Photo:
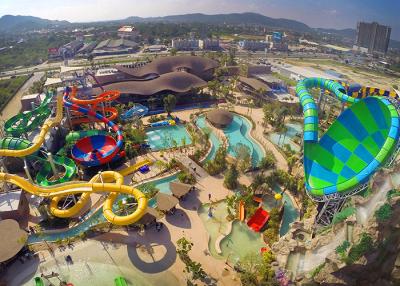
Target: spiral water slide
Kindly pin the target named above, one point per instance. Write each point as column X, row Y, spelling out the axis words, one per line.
column 99, row 149
column 28, row 121
column 361, row 140
column 42, row 178
column 110, row 182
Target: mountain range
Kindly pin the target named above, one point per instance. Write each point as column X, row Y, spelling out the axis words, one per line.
column 15, row 24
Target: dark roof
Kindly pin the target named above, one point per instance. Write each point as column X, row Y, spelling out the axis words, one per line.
column 163, row 65
column 254, row 83
column 179, row 189
column 220, row 117
column 112, row 44
column 165, row 202
column 13, row 238
column 150, row 215
column 173, row 81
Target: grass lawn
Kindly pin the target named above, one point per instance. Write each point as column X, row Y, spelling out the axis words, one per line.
column 8, row 88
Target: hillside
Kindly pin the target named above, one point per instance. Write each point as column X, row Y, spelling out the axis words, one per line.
column 233, row 18
column 14, row 24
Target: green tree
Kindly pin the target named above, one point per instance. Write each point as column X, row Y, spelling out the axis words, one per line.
column 173, row 52
column 231, row 178
column 184, row 246
column 169, row 103
column 243, row 156
column 268, row 161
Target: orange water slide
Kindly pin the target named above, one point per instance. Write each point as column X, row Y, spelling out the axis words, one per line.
column 241, row 211
column 110, row 113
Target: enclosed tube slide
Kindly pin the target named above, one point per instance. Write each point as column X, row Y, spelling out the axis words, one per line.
column 360, row 141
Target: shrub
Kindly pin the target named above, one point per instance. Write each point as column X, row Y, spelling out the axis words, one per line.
column 187, row 178
column 231, row 176
column 343, row 215
column 358, row 250
column 384, row 212
column 342, row 248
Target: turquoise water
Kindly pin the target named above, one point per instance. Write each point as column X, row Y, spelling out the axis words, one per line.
column 238, row 133
column 97, row 217
column 102, row 274
column 160, row 138
column 216, row 142
column 292, row 130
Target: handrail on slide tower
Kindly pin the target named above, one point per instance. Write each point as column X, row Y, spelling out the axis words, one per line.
column 110, row 182
column 361, row 140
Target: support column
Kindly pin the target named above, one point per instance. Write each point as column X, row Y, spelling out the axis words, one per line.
column 53, row 166
column 26, row 168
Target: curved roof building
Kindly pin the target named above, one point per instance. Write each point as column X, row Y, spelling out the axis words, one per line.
column 177, row 82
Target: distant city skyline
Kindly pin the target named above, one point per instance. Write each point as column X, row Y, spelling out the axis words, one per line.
column 337, row 14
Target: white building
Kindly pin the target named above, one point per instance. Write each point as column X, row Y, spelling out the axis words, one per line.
column 128, row 32
column 185, row 44
column 209, row 44
column 253, row 45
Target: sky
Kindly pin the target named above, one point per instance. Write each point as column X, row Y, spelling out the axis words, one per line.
column 336, row 14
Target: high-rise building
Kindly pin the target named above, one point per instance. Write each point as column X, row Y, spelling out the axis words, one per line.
column 372, row 38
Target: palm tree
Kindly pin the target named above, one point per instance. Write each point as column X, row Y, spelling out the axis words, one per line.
column 169, row 103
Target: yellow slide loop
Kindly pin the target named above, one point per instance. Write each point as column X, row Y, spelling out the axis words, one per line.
column 86, row 188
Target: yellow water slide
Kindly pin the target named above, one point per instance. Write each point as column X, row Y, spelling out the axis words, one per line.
column 109, row 181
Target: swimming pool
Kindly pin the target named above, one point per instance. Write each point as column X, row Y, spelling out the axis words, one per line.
column 215, row 141
column 238, row 132
column 293, row 129
column 164, row 137
column 96, row 217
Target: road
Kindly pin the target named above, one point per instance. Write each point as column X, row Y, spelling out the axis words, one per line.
column 14, row 105
column 116, row 59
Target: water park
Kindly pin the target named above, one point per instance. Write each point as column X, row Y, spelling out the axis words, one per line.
column 205, row 190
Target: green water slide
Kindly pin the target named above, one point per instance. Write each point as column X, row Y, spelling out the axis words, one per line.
column 361, row 140
column 74, row 136
column 39, row 281
column 28, row 121
column 45, row 173
column 120, row 281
━━━━━━━━━━━━━━━━━━━━━━━━━━━━━━
### What you will do
Whenever a line holds a picture, print that line without the picture. All other data must be output exactly.

### Reply to the task
Photo:
Target: spiral water slide
Kindly pin the target named above, one point per instance. Write each point as column X, row Y, spelling out the axis words, one per line.
column 99, row 149
column 28, row 121
column 361, row 140
column 42, row 178
column 110, row 182
Target: mountain range
Kindly pin the target named above, one point per instance. Write each point as column X, row Y, spelling out the axis words, one per line.
column 15, row 24
Target: dark roof
Kindly pin the target named above, one point per instance. Write each point as column X, row Y, spelling out the axis words, one per line.
column 163, row 65
column 254, row 83
column 179, row 189
column 220, row 117
column 112, row 44
column 165, row 202
column 13, row 238
column 150, row 215
column 173, row 81
Target: grass lawn
Kindly pin the target named above, one point per instance. Write each point as column X, row Y, spelling out the axis words, one per line.
column 8, row 88
Target: hillside
Kindly pin the target named above, one point per instance. Write each point as column X, row Y, spelling out the axis words, one per line.
column 233, row 18
column 14, row 24
Target: green tree
Kindly pin the target named above, one point per instance. Write each point as column X, row Y, spelling out the axis words, one per line.
column 173, row 52
column 231, row 178
column 184, row 246
column 169, row 103
column 243, row 156
column 268, row 161
Target: orange water slide
Kindly pin the target named above, one point per instance. Write each point as column X, row Y, spelling out the axis words, one per line.
column 241, row 211
column 110, row 113
Target: enclosed tube slide
Kindly pin the target named above, one point per instance. Write each point as column X, row Y, spelling out the axis words, one per line.
column 360, row 141
Target: shrub
Kindly pin the target named above, one point per instance. Write each point as column X, row Y, spelling out the axis words, one per line.
column 187, row 178
column 231, row 176
column 343, row 215
column 358, row 250
column 384, row 212
column 342, row 248
Target: turquoise water
Kindly pin the target named above, one point per instance. Write each point as column X, row Y, spelling out the axis words, one per line.
column 238, row 133
column 97, row 217
column 102, row 274
column 160, row 138
column 216, row 142
column 292, row 130
Target: handrail on slide tower
Kindly pin the target named above, one point per instance. Write each point as column X, row Y, spelling out the axis words, one per line.
column 110, row 182
column 361, row 140
Target: support column
Kindly pin the target named above, one point per instance. Write each point as column X, row Y, spelling out the axis words, one per line.
column 53, row 166
column 26, row 168
Target: curved roof building
Kindly pin the target named above, one point per instance. Write each point as column X, row Y, spelling out the axis words, one per line.
column 177, row 82
Target: distant city skyline
Kindly pin the target named above, one point per instance. Write each point as column X, row Y, spelling out the axis words, one per line.
column 337, row 14
Target: white building
Kindly pin the target named above, one point per instance. Write each point as column X, row Y, spelling out the axis words, one per line.
column 128, row 32
column 185, row 44
column 209, row 44
column 253, row 45
Target: sky
Kindly pin the target named above, one point per instance. Write each point as column X, row Y, spelling out the axis words, one per line.
column 336, row 14
Target: high-rise building
Kindly pin the target named above, one point per instance. Write each point as column X, row Y, spelling out the axis words, one per line.
column 372, row 38
Target: palm tree
Kindly pin the target named above, one point per instance. Write each point as column X, row Y, spelling out the axis words, one per line.
column 169, row 103
Target: yellow slide loop
Kindly pin the target named above, one point per instance. Write each point as column X, row Y, spelling out the axis words, one per line.
column 86, row 188
Target: yellow water slide
Kindly pin the target named above, one point per instance. Write each point as column X, row Y, spelling out the axis words, one per line.
column 109, row 181
Target: swimming pool
Kindly pin the target named above, one point per instance. Write each point as column X, row Y, spelling out the axis words, one per line.
column 215, row 141
column 238, row 132
column 293, row 129
column 164, row 137
column 96, row 217
Target: road
Kindly pin the target named above, one point per instance. Write each point as column X, row Y, spelling out the axis words, one per line.
column 14, row 105
column 116, row 59
Target: water park
Kindly pin the target named above, one point per instance. Write each point as column X, row Y, spelling out the axis words, one per line.
column 205, row 190
Target: green water slide
Kindly pin the target named above, one point per instance. Write each point as column X, row Y, spelling out the axis words, one per line.
column 361, row 140
column 74, row 136
column 39, row 281
column 28, row 121
column 45, row 173
column 120, row 281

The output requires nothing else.